* What the task requires *
Reproduce word for word the part of the passage below on the nuclear talks with Iran that runs from "The Washington Times" up to and including "the United States.".

The Washington Times is deeply concerned about the nuclear talks with Iran that got underway last weekend. A Times editorial worries that, at the end of these negotiations, Iran may be permitted to enrich uranium--and suggests that this would represent a departure from the traditional position of the United Nations and the United States.
In truth, this would represent no such departure. Long before these talks, the US signaled that Iran could be allowed to enrich uranium--as is permitted under the Nuclear Nonproliferation Treaty--if new, more intrusive monitoring measures could ensure that the uranium isn't part of a weapons program.
So how does the Times manage to blur the actual position of the US and for that matter the UN? Via two maneuvers.
1) The Times says the UN has demanded "that Iran cease uranium enrichment." Well, that's technically a defensible formulation, but if you take "cease" to mean "permanently end," it's not true. UN resolutions call for Iran to "suspend" uranium enrichment--as a confidence building measure that could then lead to, as one resolution puts it, a "negotiated solution that guarantees Iran's nuclear program is for exclusively peaceful purposes."

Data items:
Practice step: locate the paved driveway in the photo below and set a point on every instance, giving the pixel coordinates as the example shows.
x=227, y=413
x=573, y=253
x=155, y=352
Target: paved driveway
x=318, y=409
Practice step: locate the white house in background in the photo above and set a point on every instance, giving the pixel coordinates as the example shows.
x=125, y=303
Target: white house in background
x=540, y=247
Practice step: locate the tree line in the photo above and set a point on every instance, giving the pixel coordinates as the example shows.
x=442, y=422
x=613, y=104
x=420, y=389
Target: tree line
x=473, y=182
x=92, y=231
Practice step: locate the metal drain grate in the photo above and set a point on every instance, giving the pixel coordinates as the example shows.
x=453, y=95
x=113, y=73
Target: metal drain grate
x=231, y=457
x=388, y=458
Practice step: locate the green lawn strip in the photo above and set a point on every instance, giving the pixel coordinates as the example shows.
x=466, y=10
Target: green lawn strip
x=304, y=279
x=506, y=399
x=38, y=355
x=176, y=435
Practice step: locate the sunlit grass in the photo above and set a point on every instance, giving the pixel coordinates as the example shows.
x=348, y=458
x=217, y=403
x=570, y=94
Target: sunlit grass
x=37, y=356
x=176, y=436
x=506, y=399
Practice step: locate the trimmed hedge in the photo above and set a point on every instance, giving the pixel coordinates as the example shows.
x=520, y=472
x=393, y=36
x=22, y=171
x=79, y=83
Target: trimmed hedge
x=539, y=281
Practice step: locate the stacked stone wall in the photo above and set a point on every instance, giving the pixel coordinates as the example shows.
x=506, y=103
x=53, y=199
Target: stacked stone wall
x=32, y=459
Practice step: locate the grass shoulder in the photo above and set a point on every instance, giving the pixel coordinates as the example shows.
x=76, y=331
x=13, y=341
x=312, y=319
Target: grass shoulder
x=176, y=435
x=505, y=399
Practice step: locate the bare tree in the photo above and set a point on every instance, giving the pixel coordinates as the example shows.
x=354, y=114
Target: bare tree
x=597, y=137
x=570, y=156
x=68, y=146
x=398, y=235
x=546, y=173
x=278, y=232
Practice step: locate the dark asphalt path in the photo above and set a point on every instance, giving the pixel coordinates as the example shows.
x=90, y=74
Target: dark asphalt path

* Output of the exercise *
The Washington Times is deeply concerned about the nuclear talks with Iran that got underway last weekend. A Times editorial worries that, at the end of these negotiations, Iran may be permitted to enrich uranium--and suggests that this would represent a departure from the traditional position of the United Nations and the United States.